TASK INSTRUCTIONS: Which lines in the records below contain the word "exact"? Report each of them.

++++ DATA EXTRACTS ++++

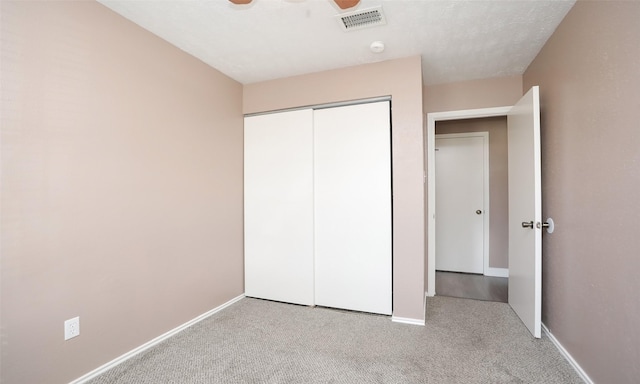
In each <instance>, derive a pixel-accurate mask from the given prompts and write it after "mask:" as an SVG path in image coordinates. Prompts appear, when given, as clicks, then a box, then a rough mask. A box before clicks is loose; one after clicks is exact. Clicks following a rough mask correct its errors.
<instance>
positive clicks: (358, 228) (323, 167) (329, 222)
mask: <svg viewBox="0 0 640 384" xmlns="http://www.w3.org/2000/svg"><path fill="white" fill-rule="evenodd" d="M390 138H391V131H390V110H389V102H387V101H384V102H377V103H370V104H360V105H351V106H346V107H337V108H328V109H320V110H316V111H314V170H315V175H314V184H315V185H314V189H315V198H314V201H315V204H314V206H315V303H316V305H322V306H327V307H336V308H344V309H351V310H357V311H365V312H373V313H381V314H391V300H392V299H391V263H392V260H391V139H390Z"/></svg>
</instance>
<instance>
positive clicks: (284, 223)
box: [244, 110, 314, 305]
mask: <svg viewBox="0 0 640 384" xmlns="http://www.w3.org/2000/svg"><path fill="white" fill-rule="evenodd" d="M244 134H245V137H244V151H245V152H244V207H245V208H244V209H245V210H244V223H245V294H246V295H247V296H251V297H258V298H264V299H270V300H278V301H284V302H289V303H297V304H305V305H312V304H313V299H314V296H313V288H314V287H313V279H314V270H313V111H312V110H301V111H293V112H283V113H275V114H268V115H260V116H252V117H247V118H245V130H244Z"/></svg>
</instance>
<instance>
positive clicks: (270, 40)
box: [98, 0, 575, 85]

++++
++++ DATA EXTRACTS ++++

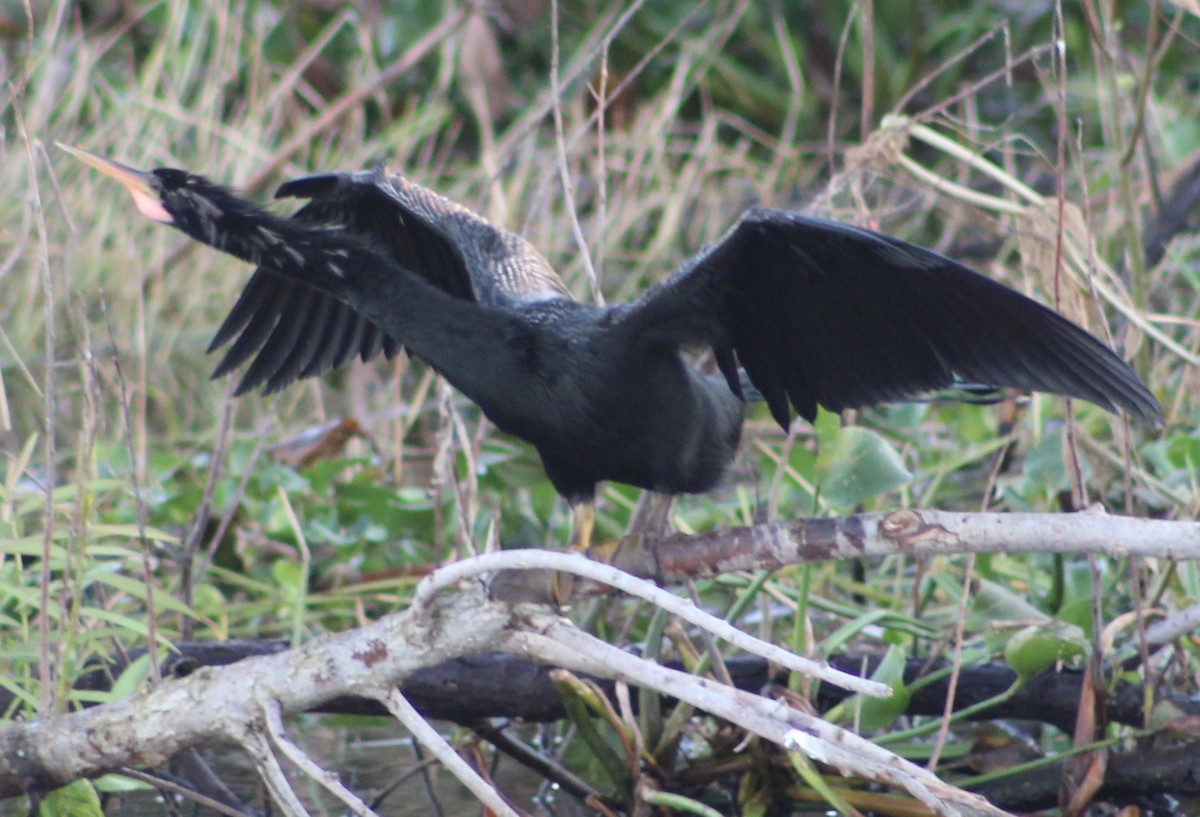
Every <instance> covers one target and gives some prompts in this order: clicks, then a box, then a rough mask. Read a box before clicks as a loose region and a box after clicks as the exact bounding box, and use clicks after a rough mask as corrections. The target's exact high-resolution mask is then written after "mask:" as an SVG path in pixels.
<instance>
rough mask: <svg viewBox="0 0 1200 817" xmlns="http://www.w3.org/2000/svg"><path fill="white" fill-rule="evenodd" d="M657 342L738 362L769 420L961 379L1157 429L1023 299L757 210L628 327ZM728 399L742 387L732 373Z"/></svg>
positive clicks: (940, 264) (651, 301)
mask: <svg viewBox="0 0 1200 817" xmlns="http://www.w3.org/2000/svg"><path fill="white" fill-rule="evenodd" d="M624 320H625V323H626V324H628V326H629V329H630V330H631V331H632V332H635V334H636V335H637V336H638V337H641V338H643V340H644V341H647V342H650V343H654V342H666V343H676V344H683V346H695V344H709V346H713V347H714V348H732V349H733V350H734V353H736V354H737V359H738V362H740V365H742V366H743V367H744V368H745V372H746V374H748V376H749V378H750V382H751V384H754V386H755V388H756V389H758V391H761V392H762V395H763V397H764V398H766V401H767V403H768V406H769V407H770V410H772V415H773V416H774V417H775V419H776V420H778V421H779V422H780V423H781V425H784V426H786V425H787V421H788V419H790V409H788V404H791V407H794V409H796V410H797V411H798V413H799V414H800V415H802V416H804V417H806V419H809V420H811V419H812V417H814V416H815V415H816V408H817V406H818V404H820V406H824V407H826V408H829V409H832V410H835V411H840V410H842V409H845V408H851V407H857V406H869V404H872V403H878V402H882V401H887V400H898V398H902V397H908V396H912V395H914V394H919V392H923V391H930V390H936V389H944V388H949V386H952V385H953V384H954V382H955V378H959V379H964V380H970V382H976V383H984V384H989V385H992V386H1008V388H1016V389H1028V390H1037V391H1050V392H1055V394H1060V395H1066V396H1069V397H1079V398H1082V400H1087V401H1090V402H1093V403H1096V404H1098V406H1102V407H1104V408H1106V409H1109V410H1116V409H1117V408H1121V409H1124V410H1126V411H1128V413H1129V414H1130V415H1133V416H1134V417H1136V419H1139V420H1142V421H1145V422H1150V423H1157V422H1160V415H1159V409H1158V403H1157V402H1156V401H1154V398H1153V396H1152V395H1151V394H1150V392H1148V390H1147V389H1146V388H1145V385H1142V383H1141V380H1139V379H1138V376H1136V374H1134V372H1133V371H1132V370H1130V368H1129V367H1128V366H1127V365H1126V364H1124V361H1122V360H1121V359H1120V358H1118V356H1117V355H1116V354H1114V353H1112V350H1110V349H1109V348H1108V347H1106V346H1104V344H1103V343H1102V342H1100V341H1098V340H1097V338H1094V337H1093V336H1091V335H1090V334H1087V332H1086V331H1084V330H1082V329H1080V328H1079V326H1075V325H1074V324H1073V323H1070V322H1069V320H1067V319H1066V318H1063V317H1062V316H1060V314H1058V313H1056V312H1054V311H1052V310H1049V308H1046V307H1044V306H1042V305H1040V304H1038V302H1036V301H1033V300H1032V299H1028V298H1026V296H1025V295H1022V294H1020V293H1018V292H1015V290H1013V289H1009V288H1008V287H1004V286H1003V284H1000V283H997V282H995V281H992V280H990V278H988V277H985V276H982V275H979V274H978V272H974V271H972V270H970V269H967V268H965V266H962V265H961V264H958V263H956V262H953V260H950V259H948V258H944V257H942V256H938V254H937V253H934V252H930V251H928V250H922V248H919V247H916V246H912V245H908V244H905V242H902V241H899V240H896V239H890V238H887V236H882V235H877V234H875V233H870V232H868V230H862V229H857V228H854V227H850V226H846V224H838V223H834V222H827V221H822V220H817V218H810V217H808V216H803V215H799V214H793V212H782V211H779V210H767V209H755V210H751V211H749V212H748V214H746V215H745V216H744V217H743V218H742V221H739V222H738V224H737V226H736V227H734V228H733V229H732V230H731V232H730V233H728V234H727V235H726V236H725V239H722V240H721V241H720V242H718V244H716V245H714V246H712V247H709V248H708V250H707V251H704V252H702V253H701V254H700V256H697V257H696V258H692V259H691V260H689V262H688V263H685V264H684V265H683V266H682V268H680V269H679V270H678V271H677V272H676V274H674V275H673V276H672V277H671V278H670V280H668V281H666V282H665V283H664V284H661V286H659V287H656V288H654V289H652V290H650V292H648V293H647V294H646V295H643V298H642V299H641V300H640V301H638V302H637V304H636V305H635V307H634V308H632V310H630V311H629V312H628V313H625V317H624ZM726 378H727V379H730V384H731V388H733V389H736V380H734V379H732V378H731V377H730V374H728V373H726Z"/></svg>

++++
++++ DATA EXTRACTS ++++

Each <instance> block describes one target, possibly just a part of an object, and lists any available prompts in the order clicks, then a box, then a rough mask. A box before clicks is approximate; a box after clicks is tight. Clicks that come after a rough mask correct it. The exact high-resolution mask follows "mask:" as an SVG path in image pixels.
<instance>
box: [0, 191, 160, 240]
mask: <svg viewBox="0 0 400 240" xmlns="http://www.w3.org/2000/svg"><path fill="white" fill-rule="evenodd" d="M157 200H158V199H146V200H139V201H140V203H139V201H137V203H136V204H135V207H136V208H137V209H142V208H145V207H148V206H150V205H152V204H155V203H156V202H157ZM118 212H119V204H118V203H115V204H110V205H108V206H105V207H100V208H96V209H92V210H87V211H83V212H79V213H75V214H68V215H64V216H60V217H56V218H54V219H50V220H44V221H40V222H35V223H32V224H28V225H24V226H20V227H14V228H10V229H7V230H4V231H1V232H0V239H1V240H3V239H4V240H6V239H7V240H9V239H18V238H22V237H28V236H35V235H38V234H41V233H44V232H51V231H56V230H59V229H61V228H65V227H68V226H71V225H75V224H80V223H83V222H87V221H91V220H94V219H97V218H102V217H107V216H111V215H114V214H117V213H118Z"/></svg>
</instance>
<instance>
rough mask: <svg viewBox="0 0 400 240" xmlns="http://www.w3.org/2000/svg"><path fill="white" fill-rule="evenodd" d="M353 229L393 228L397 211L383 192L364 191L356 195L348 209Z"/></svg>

++++

OUTPUT OF THE TASK:
In each <instance>, derive a pixel-accurate mask from the given prompts and write it after "mask:" as an SVG path in image coordinates. Prompts appear, when given, as clicks, then a box, then a rough mask. A box before clicks is loose; one after clicks is exact. Clicks following a rough mask correct its errors.
Every <instance> covers one target and gives some prompts in this order: clicks, then a box, then a rough mask. Read a box before clicks as a loose region and a box after clicks as the exact bounding box, and use clicks after a rough mask as corrections. The target's exact high-resolution mask is then written after "mask:" as an SVG path in pixels.
Each <instance> block describes one target, possibly just a part of an object, and lists any available prompts in the order clicks, then a box, then a rough mask. A box before clicks is approximate; a box after clicks is tight. Clicks that come after a rough mask correct it. The exact high-resolution mask follows "mask:" as an SVG path in image pixels.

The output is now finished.